Dataset records START

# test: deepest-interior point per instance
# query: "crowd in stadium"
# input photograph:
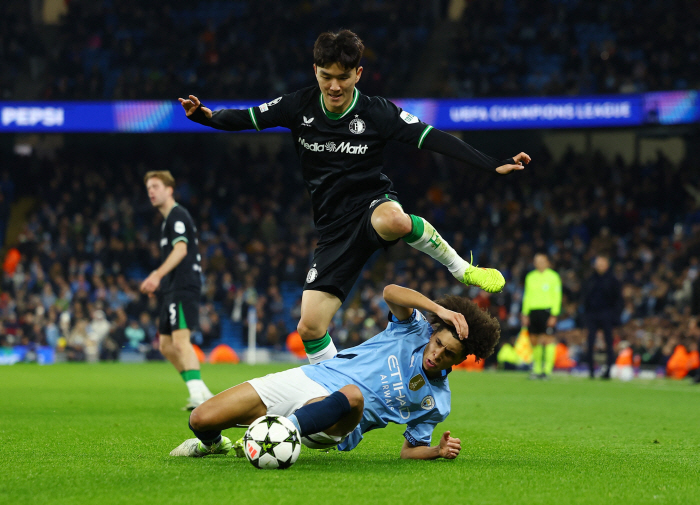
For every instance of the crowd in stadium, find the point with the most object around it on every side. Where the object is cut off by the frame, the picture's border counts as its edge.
(92, 239)
(130, 50)
(573, 47)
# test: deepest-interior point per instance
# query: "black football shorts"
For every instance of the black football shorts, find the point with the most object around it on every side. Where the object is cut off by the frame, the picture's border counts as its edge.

Dataset records END

**Your instructions**
Filter the records down to the lines that contain the string "football", and copy those lines.

**Task result**
# query: "black football shorts"
For every instance of the black football shorts, find the point with the most object around it on every side. Where the object is cut off by the frame, the picture's border counts as its edge.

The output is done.